## ARTICLE
(begin)
When a director objects to the proposed action, the written consent process ends for that matter. You cannot exclude the objecting director or proceed without their signature. The proper course is to call a meeting where the matter can be discussed, debated, and voted on under standard meeting procedures. At a properly convened meeting, a quorum and majority vote (or whatever threshold the bylaws specify) suffice—unanimity is not required. This is one reason written consent works best for non-controversial actions where agreement is expected.
Are Electronic Signatures Valid on Unanimous Written Consents?
Yes, in most jurisdictions. The federal Electronic Signatures in Global and National Commerce Act (ESIGN Act) and state adoptions of the Uniform Electronic Transactions Act (UETA) generally recognize electronic signatures for corporate governance documents, including board and shareholder written consents.
For an electronic signature to be valid on a unanimous written consent, it must meet two basic requirements: the signer must intend to sign the document electronically, and the signature must be attributable to that individual. Electronic signature platforms satisfy both requirements by verifying identity through email authentication, access codes, or other methods and by capturing metadata (IP address, timestamp, device information) for each signature.
Practical Considerations
Timestamps matter. The effective date of a unanimous written consent is typically the date of the last signature. Electronic signature platforms automatically record the exact date and time each person signs, eliminating disputes about timing that can arise with physical signature pages bearing only a date.
Audit trails strengthen enforceability. A complete audit trail—showing when the document was sent, opened, and signed by each party—provides stronger evidence of valid consent than a stack of undated signature pages.
Check your governing documents. While statutes broadly authorize electronic signatures, your bylaws or operating agreement may contain language requiring “original” or “wet ink” signatures. If so, consider amending those provisions to authorize electronic execution, or use physical signatures until the amendment is adopted.
Types of Electronic Signatures
Not all electronic signatures carry the same weight. Understanding the differences helps you choose the appropriate method for your situation:
- Simple electronic signatures: typing a name in an email, clicking “I agree,” or inserting an image of a handwritten signature. These are legally valid but offer limited identity verification.
(end)
## PROBLEMS
A - From the passage on written consents, quote the words from "Are Electronic Signatures" to "shareholder written consents.".
B - Translate this sentence from the passage on written consents into Spanish: "The effective date of a unanimous written consent is typically the date of the last signature."

## DATASET EXCERPTS
(begin)
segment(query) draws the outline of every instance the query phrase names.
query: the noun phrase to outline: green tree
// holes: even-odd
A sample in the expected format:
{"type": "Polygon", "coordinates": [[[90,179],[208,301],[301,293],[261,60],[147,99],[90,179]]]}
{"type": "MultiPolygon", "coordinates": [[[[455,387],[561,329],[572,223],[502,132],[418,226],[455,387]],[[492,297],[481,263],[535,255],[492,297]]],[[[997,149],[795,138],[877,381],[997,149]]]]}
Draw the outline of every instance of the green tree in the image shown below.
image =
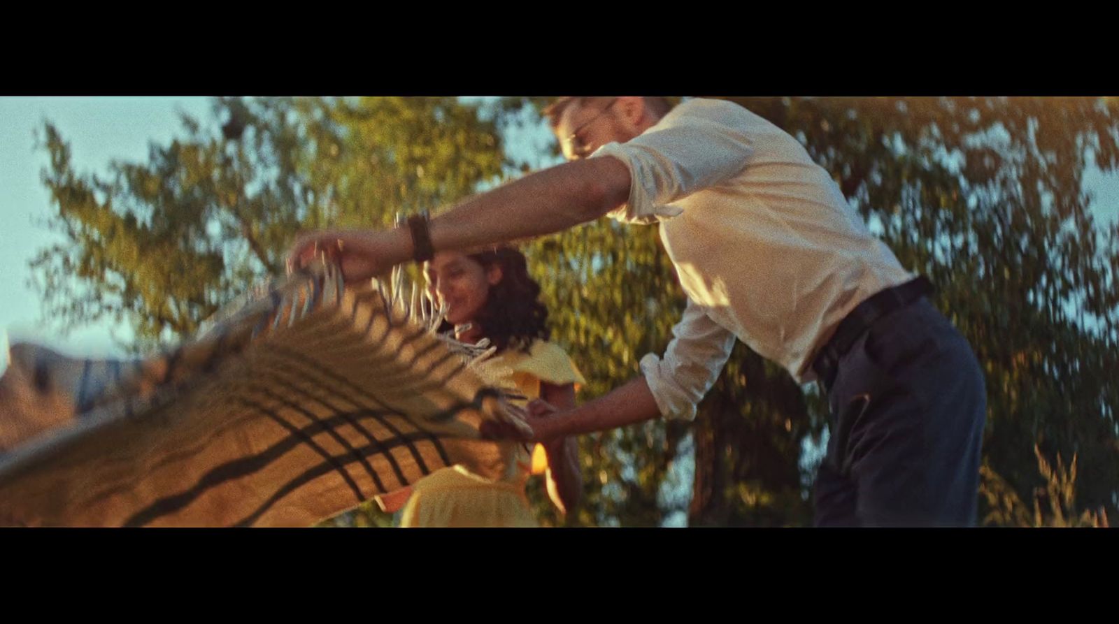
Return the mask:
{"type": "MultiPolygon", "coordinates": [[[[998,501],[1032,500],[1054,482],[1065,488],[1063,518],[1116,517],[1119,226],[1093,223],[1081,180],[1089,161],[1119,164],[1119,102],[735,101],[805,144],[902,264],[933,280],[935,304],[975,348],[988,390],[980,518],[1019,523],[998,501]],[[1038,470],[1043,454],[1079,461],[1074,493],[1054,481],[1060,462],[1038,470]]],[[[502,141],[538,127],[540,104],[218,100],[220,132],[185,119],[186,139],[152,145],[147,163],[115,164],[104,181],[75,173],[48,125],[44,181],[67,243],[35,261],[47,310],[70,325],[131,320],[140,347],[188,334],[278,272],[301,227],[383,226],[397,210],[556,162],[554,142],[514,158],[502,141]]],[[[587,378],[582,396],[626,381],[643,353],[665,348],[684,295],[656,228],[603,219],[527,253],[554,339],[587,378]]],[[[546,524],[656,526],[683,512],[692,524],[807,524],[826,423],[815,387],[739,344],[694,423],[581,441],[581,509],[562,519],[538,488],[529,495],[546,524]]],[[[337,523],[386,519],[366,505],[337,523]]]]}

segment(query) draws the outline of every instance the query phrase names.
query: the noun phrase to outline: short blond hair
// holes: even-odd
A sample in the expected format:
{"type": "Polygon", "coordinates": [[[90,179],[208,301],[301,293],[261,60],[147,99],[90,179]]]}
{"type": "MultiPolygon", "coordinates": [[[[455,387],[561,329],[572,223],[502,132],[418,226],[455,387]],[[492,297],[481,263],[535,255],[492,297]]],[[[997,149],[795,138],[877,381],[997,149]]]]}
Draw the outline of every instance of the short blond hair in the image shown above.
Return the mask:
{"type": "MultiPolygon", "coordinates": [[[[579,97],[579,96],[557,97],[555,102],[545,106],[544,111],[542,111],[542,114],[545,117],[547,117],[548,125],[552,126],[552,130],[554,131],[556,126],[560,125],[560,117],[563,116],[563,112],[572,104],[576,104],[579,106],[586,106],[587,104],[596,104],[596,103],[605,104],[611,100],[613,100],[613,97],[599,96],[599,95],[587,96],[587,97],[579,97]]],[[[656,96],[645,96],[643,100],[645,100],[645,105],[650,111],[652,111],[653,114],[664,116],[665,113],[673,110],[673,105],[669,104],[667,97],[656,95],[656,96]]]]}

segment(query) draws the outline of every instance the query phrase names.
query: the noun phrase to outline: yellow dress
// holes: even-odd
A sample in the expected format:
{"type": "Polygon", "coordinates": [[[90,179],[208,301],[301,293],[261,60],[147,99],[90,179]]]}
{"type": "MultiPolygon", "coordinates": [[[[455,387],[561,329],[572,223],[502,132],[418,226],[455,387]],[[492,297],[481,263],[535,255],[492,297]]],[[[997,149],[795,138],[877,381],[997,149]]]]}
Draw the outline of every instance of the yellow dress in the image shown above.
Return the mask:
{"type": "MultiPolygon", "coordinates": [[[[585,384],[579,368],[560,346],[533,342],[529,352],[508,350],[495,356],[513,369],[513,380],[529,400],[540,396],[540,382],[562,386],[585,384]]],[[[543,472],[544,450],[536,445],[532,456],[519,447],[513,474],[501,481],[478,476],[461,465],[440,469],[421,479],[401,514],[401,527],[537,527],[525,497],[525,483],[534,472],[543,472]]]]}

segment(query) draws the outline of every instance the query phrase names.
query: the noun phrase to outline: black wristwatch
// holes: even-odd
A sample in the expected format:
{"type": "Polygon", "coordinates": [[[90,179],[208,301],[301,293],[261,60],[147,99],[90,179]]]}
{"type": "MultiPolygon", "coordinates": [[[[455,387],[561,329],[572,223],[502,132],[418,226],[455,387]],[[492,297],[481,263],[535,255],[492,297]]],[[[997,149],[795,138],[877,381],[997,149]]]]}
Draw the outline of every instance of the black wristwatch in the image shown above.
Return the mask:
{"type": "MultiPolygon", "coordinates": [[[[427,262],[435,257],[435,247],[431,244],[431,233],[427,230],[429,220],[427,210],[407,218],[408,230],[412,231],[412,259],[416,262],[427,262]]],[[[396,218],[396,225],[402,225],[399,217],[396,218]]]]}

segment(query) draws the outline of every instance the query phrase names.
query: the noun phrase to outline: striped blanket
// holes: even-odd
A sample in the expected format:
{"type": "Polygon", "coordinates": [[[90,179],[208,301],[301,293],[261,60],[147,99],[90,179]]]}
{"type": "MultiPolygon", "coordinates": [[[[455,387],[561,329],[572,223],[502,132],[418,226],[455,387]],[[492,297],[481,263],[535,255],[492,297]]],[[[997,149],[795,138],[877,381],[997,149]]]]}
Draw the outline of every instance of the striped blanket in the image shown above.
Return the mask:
(end)
## PROBLEM SOLUTIONS
A -
Are Electronic Signatures Valid on Unanimous Written Consents?
Yes, in most jurisdictions. The federal Electronic Signatures in Global and National Commerce Act (ESIGN Act) and state adoptions of the Uniform Electronic Transactions Act (UETA) generally recognize electronic signatures for corporate governance documents, including board and shareholder written consents.

B - La fecha de entrada en vigor de un consentimiento unánime por escrito suele ser la fecha de la última firma.